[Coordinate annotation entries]
________

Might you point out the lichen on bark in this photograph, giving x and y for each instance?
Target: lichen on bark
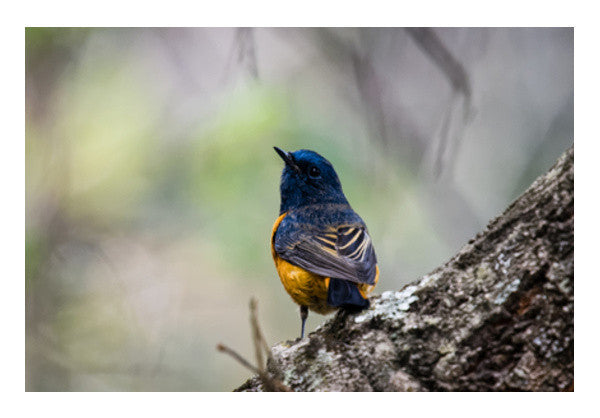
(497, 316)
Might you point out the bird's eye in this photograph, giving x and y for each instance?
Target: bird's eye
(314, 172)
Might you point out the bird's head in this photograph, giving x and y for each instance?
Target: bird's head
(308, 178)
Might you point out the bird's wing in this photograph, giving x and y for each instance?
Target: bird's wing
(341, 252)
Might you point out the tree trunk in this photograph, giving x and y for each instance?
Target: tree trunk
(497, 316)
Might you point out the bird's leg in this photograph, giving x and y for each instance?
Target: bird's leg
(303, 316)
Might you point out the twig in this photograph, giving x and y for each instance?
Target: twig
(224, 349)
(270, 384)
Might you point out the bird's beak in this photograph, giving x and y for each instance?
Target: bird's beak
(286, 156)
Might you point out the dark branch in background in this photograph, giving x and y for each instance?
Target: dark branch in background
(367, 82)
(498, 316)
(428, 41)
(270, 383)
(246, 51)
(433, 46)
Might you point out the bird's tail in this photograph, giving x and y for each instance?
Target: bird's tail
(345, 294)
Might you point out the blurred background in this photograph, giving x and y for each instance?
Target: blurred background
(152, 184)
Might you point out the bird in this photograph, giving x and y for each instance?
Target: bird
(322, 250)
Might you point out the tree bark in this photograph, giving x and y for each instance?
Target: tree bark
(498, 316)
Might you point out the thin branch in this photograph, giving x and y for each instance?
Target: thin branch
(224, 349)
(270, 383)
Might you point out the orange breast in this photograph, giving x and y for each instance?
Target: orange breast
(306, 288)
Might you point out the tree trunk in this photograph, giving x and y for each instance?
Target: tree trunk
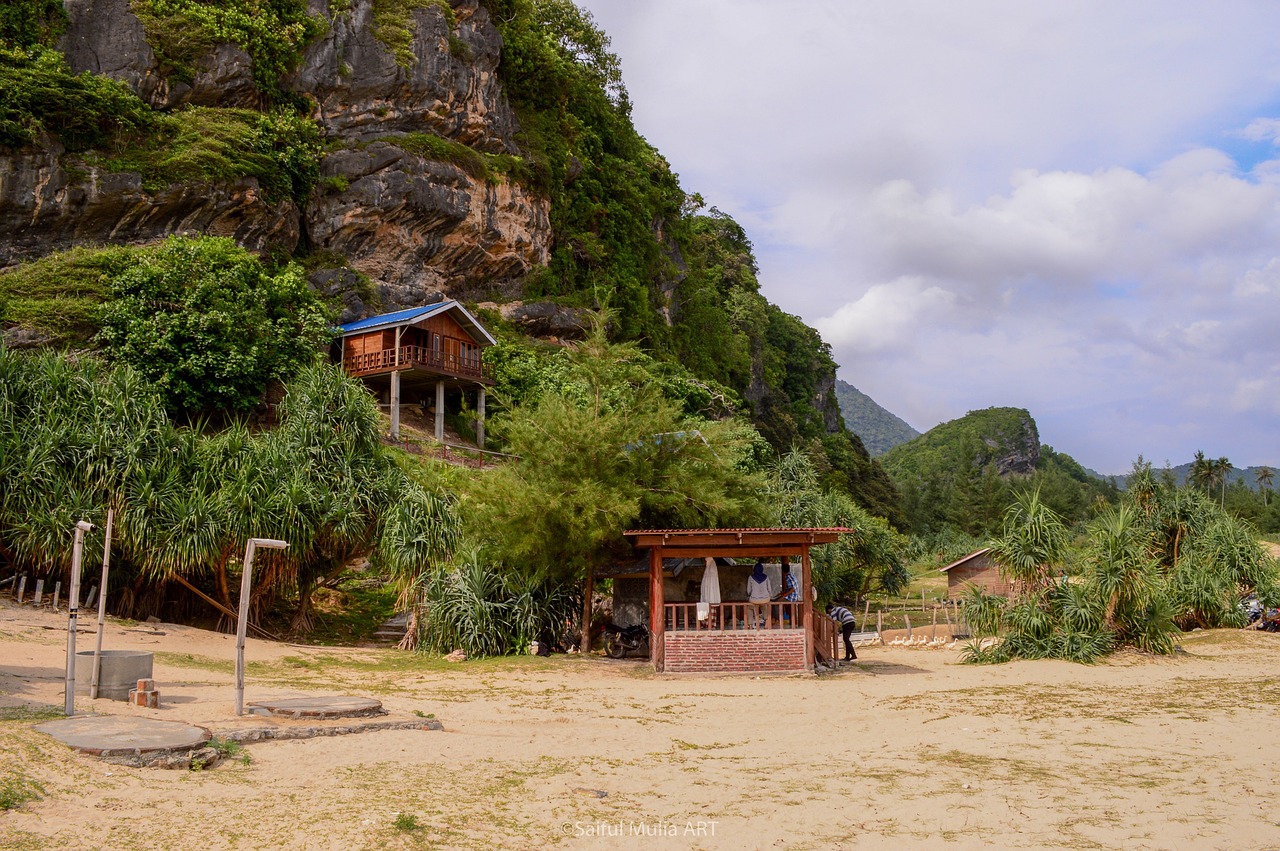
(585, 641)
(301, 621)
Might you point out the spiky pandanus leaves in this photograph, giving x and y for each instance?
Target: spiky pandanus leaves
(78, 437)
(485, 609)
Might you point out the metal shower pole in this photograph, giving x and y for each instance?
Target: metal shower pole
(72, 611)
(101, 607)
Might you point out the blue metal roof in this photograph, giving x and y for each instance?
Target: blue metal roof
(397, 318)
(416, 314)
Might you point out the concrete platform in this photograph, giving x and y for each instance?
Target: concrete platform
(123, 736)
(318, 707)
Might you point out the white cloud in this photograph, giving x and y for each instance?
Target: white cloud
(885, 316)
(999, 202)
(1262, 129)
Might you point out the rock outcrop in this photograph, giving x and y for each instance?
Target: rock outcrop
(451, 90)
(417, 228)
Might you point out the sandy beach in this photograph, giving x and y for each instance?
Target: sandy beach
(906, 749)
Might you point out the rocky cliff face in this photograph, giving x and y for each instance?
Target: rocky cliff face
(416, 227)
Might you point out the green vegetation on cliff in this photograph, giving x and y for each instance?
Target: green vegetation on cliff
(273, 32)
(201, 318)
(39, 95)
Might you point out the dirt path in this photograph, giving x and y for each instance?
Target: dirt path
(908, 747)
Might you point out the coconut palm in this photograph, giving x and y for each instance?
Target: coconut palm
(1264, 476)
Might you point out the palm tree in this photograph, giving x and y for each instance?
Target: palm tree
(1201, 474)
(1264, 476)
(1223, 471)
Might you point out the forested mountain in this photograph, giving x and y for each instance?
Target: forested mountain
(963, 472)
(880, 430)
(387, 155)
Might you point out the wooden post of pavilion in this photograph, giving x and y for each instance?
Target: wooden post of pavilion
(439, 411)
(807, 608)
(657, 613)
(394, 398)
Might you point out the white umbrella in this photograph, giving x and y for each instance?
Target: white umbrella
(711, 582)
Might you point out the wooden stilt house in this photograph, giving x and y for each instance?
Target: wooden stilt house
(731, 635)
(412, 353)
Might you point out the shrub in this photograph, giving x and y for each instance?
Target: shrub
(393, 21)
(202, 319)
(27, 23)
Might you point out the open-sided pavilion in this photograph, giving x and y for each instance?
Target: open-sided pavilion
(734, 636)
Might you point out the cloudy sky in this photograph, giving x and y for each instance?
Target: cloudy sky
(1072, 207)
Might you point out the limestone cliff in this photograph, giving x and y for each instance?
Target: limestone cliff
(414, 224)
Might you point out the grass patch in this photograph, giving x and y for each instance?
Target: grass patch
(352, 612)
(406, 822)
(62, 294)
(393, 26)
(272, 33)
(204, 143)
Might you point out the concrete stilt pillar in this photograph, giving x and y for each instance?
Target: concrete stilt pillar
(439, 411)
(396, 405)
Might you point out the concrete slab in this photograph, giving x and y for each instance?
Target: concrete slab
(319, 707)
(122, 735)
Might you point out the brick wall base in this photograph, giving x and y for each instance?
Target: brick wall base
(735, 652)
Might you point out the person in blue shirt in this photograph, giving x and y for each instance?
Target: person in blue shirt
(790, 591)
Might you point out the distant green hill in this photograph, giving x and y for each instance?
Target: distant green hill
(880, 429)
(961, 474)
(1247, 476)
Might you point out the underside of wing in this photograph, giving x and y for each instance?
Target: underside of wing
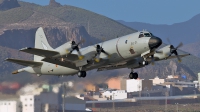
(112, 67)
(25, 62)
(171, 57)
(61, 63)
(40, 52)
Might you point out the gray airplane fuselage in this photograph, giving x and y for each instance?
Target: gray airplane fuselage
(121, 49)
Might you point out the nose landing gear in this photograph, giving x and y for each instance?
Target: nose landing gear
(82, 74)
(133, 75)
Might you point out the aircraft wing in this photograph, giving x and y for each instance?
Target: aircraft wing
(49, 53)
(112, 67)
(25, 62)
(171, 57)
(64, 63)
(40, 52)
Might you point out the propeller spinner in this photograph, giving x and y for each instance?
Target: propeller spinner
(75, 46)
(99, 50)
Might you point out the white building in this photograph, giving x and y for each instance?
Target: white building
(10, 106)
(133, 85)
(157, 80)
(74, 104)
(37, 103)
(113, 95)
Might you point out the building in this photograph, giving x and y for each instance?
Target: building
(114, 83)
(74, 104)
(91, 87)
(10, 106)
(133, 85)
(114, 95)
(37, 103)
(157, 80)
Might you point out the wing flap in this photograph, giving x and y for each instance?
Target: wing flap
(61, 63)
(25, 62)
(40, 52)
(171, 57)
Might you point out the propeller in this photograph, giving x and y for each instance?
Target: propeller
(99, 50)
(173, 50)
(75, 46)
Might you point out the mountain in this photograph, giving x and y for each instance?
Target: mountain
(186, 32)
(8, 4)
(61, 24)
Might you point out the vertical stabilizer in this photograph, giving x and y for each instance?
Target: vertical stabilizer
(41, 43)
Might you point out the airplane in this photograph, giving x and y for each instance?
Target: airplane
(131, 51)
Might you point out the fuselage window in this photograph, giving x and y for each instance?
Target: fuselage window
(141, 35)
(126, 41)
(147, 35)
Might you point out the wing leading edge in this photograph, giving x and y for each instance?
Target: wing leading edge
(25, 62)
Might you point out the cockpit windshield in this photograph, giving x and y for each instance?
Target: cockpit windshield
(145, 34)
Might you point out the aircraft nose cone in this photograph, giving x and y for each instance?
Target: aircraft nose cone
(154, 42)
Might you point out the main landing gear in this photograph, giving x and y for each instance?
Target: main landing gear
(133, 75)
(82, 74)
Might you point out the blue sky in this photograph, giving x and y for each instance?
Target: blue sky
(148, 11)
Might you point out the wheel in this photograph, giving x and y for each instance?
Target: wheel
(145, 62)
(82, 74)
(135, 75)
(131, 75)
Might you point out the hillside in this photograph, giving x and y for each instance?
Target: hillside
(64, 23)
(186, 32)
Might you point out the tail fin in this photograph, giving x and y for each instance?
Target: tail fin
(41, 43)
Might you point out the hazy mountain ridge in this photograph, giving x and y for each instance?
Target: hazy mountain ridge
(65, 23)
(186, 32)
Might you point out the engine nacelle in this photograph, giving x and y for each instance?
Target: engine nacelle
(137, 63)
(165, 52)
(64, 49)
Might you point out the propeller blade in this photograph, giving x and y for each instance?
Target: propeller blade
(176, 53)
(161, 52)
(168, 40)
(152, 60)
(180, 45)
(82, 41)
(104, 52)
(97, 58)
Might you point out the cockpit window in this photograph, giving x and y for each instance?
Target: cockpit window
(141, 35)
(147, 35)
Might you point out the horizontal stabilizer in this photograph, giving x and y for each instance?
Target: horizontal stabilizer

________

## The request:
Every line from the one holding "Might you point out the wing leading" through the final line of the listing must be echoed exactly; leave out all other lines.

## Written answer:
Might you point out the wing leading edge in this photograph, giving x and y for each instance?
Target: wing leading edge
(25, 62)
Might you point out the cockpit windshield in this photograph, giving x and y for each instance?
Target: cockpit windshield
(145, 34)
Might you point out the aircraft nose cone in this photograph, giving x and y for each instance?
Target: aircraft nose cone
(154, 42)
Might you point out the main landing gear in this photograph, giving x and y for each instance?
Target: main landing gear
(133, 75)
(82, 74)
Might you point out the blue sky in this photograph, giving x and y for each instance?
Target: blue sky
(148, 11)
Might you point out the wheel in this photograph, giving x and y for each instance?
Target: wheel
(145, 62)
(82, 74)
(135, 75)
(131, 75)
Might you point out the hillside in this photograph, giving x and y for each instance?
Target: hillside
(64, 23)
(186, 32)
Might you point out the tail fin in this photograph, giving x and y for each instance?
Target: tail fin
(41, 43)
Might you point out the hazy mountain ridge in this photograph, giving x and y for each instance?
Target: hazy mountain ridge
(65, 23)
(186, 32)
Might you point out the engine nacelle in this photograph, giving x and y for each instance?
Target: engine nacelle
(137, 63)
(165, 52)
(64, 49)
Might you point out the propeller blade in this photograph, giving x and y for each instance?
Target: propeller blade
(176, 53)
(161, 52)
(168, 40)
(152, 60)
(180, 45)
(82, 41)
(104, 52)
(97, 58)
Might you point out the cockpit window in this photograph, giving x and y for each instance?
Target: cockpit window
(141, 35)
(147, 35)
Might you point out the horizontal stabilizer in this photograph, giving x and y for each instance?
Target: horizontal stabilizer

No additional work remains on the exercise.